* **Aim**
How many of the lines below contain the string "surfboard"? Reply with the number only.

* **Dataset excerpts**
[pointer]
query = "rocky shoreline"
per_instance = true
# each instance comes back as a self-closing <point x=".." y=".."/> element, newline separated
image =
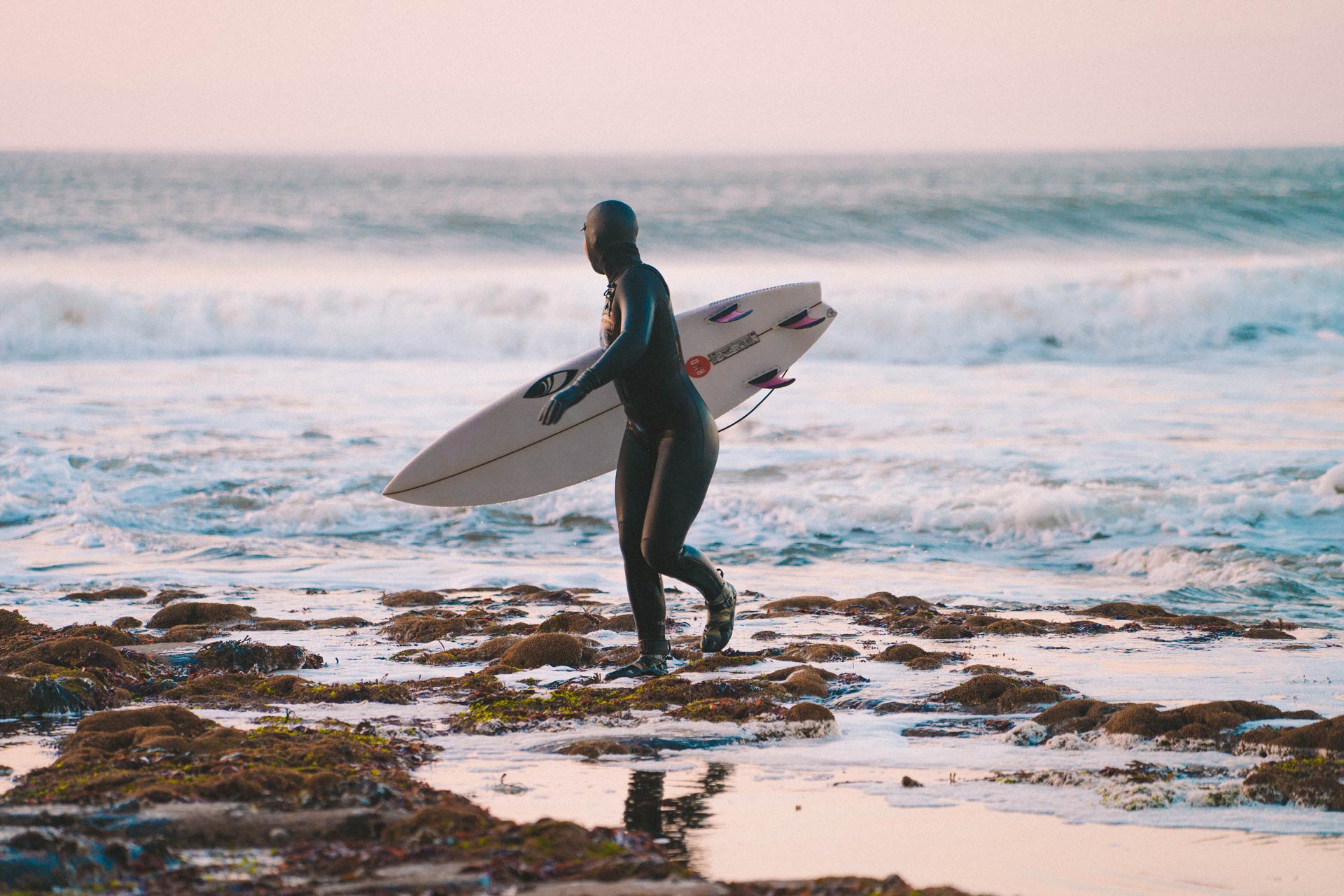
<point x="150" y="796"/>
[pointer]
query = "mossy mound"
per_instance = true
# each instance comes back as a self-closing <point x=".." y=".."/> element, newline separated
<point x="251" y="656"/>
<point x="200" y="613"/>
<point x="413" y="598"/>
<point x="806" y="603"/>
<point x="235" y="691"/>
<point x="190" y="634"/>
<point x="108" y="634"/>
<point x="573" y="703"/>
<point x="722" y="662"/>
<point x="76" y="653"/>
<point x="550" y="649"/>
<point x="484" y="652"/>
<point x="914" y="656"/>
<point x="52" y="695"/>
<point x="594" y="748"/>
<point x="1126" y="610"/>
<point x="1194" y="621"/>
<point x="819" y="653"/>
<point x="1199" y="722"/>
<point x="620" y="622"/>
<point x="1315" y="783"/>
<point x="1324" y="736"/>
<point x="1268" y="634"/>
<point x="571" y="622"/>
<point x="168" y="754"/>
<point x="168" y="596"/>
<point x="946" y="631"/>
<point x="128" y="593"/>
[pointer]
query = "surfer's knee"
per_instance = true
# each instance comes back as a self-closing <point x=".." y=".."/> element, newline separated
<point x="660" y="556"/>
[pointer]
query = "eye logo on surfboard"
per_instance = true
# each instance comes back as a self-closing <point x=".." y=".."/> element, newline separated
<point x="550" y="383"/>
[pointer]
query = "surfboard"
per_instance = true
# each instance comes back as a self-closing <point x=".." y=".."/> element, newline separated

* **Response below**
2